- Prompt 1:
Answer these from the blog post below, one line each:
(a) What did the writer want to be back in the 80s?
(b) How long has it been since Ron was laid off?
(c) What kind of app helps keep the writer focused on a better future?

- Reading text:
□ □ □
I don’t know if it’s fair to call blogging a Dream Career…in my mind, a “dream career” is something you’ve wanted to do for as long as you can remember.

I didn’t want to be a blogger back in the 80s, fer shure.  It wasn’t even a “thing” back then.

I wanted to be a teacher!!  And I became one.  And it was nice.  But the classroom doesn’t call to me anymore.

So……this dream career?  Maybe I can still teach…through blogging.  Maybe I will teach someone how to cook…or be crafty.  Maybe I will teach someone how to put on makeup and be fabulous.

Maybe someday I will teach someone that there is a light at the end of the tunnel.  Well…that’s assuming I’m a strong enough woman to ride out this storm.  It has been almost 10 months since Ron was laid off, and… damn.  I thought life would be different by now.  I thought maybe the stress would have let up a little by now.

I thought…maybe by NOW, I’d look back at THEN and think, “Pshew, we survived that bump in the road” instead of the occasional need to draw myself in and self-soothe with a good old-fashioned cry.

Which is stupid, because crying doesn’t solve anything.

Neither does reading horoscopes, but…  I don’t know where I’d be without these little, positive affirmations.  I know I won’t be standing around in 2014, thinking:  WELL?  Where’s my dream career success?  My horoscope said, way back in December of last year, that I was going to be profitable and successful!  What the hell?

I just know that this little affirmation was enough to inspire me to blog a little bit today, and probably tomorrow, too.

Some days, all it takes is a free Android app to keep me focused on working towards a better future.
□ □ □
- Information given:
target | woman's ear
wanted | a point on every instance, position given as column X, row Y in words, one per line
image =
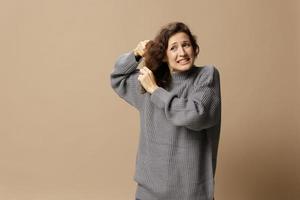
column 165, row 59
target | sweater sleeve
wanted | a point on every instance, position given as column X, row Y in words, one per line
column 199, row 110
column 124, row 79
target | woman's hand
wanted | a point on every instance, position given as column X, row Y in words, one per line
column 140, row 48
column 147, row 80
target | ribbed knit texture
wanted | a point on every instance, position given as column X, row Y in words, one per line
column 179, row 131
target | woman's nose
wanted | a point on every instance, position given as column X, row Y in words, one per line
column 182, row 51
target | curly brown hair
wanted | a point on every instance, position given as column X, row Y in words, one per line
column 156, row 51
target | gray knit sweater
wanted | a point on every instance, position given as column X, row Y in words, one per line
column 179, row 131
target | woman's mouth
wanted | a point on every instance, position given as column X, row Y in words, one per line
column 183, row 61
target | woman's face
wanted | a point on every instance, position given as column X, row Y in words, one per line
column 180, row 53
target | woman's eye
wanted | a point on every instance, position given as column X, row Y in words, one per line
column 173, row 48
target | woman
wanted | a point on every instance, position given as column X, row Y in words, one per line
column 180, row 115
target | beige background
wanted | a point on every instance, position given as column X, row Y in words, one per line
column 65, row 134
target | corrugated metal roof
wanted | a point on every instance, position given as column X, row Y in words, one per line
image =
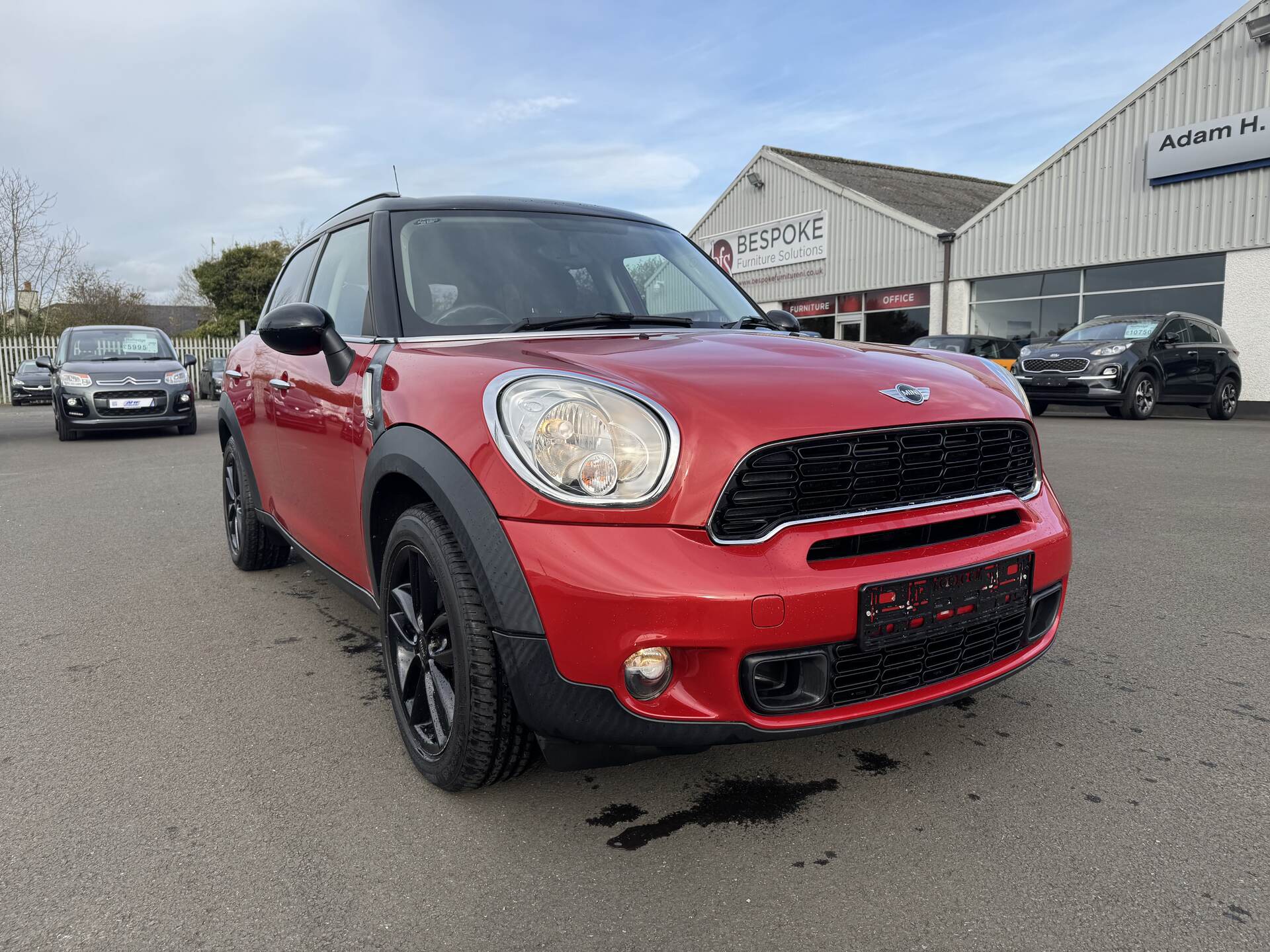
column 939, row 198
column 1091, row 204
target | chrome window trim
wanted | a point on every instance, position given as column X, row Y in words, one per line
column 777, row 530
column 494, row 423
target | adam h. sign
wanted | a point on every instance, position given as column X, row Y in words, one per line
column 800, row 238
column 1209, row 147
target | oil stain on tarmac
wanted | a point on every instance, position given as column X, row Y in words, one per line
column 737, row 800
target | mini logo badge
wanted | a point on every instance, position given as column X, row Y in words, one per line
column 908, row 394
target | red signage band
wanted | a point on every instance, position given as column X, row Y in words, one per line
column 898, row 299
column 810, row 306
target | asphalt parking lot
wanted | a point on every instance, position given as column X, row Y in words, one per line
column 194, row 757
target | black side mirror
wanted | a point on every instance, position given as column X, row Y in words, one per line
column 784, row 320
column 305, row 329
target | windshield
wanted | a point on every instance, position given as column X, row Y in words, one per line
column 955, row 344
column 1111, row 329
column 486, row 272
column 118, row 344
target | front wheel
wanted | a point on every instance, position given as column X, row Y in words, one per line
column 1226, row 399
column 450, row 696
column 1140, row 397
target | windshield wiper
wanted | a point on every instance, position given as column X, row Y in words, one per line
column 601, row 317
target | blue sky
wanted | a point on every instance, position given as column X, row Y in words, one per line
column 163, row 125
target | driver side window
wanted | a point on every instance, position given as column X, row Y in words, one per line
column 343, row 280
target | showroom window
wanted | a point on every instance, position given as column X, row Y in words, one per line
column 1046, row 305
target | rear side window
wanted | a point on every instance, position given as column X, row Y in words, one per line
column 291, row 282
column 343, row 278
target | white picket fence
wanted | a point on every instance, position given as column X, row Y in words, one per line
column 15, row 350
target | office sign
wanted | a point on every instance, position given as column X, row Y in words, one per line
column 1209, row 147
column 800, row 238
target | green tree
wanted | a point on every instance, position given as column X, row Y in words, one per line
column 237, row 282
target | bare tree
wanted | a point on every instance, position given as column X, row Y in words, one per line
column 92, row 296
column 32, row 251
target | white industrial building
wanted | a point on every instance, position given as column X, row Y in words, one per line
column 1161, row 205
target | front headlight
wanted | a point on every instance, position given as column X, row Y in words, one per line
column 581, row 441
column 1109, row 349
column 1009, row 380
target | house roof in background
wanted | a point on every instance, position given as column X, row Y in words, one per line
column 939, row 198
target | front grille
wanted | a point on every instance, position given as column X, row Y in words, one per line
column 1067, row 365
column 850, row 474
column 102, row 401
column 865, row 676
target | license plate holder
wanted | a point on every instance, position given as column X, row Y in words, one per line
column 905, row 611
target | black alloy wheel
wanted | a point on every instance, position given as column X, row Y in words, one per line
column 1140, row 397
column 422, row 656
column 1226, row 400
column 233, row 496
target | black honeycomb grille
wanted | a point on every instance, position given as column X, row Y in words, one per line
column 857, row 473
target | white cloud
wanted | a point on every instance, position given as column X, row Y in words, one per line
column 306, row 177
column 503, row 111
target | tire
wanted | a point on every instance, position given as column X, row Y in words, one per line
column 1226, row 399
column 253, row 546
column 1140, row 397
column 444, row 651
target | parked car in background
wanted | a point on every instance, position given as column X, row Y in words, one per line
column 120, row 377
column 31, row 383
column 1000, row 350
column 210, row 377
column 585, row 512
column 1130, row 364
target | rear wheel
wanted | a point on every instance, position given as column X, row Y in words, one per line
column 1226, row 399
column 1140, row 397
column 253, row 545
column 450, row 696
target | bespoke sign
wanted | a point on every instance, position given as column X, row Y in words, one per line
column 800, row 238
column 1209, row 147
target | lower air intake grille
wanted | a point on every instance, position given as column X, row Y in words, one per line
column 847, row 474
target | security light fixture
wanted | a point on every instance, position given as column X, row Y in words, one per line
column 1259, row 28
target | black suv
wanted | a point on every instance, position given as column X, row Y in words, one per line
column 1129, row 364
column 31, row 385
column 120, row 377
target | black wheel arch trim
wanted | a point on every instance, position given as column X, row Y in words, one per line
column 413, row 452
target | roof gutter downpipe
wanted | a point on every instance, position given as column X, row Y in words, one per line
column 947, row 239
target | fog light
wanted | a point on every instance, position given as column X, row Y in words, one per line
column 648, row 673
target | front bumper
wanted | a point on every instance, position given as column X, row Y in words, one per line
column 91, row 411
column 605, row 590
column 1090, row 386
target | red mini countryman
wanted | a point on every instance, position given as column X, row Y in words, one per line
column 606, row 508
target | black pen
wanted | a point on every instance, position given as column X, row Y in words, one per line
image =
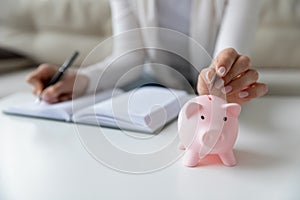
column 57, row 76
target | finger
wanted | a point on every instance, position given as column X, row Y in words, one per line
column 254, row 91
column 238, row 84
column 224, row 61
column 204, row 80
column 241, row 65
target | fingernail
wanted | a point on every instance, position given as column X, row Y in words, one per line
column 221, row 70
column 226, row 89
column 207, row 76
column 243, row 94
column 219, row 83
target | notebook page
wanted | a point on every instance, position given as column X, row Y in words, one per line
column 59, row 111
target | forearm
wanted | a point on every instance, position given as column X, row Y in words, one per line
column 238, row 26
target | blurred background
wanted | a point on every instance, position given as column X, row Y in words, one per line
column 38, row 31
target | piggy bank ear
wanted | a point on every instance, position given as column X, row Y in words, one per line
column 192, row 109
column 232, row 109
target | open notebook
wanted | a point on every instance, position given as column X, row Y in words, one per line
column 145, row 109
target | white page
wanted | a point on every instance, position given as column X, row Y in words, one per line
column 143, row 109
column 60, row 111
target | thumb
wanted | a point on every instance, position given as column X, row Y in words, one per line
column 38, row 86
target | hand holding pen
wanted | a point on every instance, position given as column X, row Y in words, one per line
column 53, row 84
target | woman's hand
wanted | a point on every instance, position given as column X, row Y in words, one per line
column 61, row 91
column 235, row 78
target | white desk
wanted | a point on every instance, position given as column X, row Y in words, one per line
column 42, row 159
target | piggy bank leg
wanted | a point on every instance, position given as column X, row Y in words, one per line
column 191, row 158
column 228, row 158
column 181, row 146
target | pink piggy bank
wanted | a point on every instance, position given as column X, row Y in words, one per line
column 207, row 124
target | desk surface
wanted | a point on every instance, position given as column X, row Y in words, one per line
column 41, row 159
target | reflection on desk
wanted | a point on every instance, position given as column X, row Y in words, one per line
column 42, row 159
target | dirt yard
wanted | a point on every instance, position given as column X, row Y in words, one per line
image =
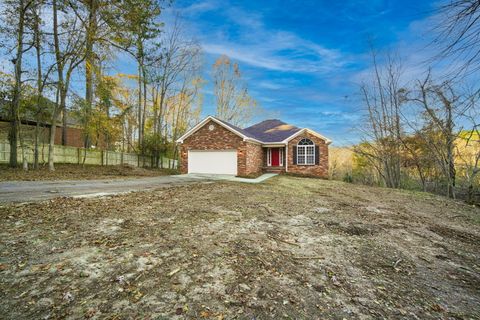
column 289, row 248
column 79, row 172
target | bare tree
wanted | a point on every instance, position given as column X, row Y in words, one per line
column 169, row 76
column 15, row 18
column 458, row 34
column 440, row 107
column 234, row 103
column 68, row 43
column 382, row 99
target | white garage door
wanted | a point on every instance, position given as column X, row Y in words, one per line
column 216, row 162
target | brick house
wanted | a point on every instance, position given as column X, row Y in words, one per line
column 216, row 147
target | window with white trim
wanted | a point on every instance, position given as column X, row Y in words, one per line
column 306, row 152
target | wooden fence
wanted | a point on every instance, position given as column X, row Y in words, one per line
column 63, row 154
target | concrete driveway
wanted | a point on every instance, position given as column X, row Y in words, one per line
column 28, row 191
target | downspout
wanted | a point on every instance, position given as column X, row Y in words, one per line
column 286, row 157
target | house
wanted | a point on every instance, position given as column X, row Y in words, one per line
column 73, row 134
column 216, row 147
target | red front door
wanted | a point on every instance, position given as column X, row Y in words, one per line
column 275, row 157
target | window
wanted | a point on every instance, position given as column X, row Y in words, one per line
column 306, row 152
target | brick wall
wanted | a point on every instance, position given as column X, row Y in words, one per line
column 74, row 137
column 217, row 139
column 320, row 170
column 254, row 159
□ □ □
- Prompt 2:
From the records, copy out the stretch from the line containing "target | green tree" through the line containing "column 1130, row 364", with every line unchanged.

- Correct output 1:
(a) A teacher.
(b) Almost 10 months.
(c) A free Android app.

- Correct output 2:
target | green tree
wanted | a point on every instance, position given as column X, row Y in words, one per line
column 237, row 282
target | bare tree
wanted | a point on every instance, position given as column X, row Y in words, one per line
column 92, row 296
column 32, row 251
target | white industrial building
wanted | a point on every instance, position given as column X, row Y in words, one per line
column 1161, row 205
target | front headlight
wanted | a point on every instance, position given as column X, row Y in words, one per line
column 581, row 441
column 1109, row 349
column 1009, row 380
target | house roof in background
wanted | a point on every instance, position given as column X, row Y in words, one per line
column 939, row 198
target | front grille
wanted | a point on every instance, position given as column X, row Y in words, one per line
column 1067, row 365
column 850, row 474
column 102, row 401
column 865, row 676
target | license plate holder
wanted | a point on every instance, position given as column X, row Y in words, one per line
column 905, row 611
target | black alloy wheel
wanted | a point on every instance, position given as column X, row Y in words, one per line
column 1140, row 397
column 422, row 656
column 1226, row 400
column 233, row 496
target | black honeycomb grille
wanted | a point on every instance, position given as column X, row Y in words, one per line
column 857, row 473
target | white cloud
wanted | a point on every instance, position given as column X, row Y in words, one per line
column 306, row 177
column 503, row 111
target | tire
wanted | a point on every instance, position given as column X, row Y in words, one per line
column 1226, row 399
column 253, row 546
column 1140, row 397
column 444, row 651
target | parked car in background
wanted | a point on every instance, position given as column X, row Y in words, one per line
column 120, row 377
column 31, row 383
column 1000, row 350
column 210, row 377
column 585, row 512
column 1130, row 364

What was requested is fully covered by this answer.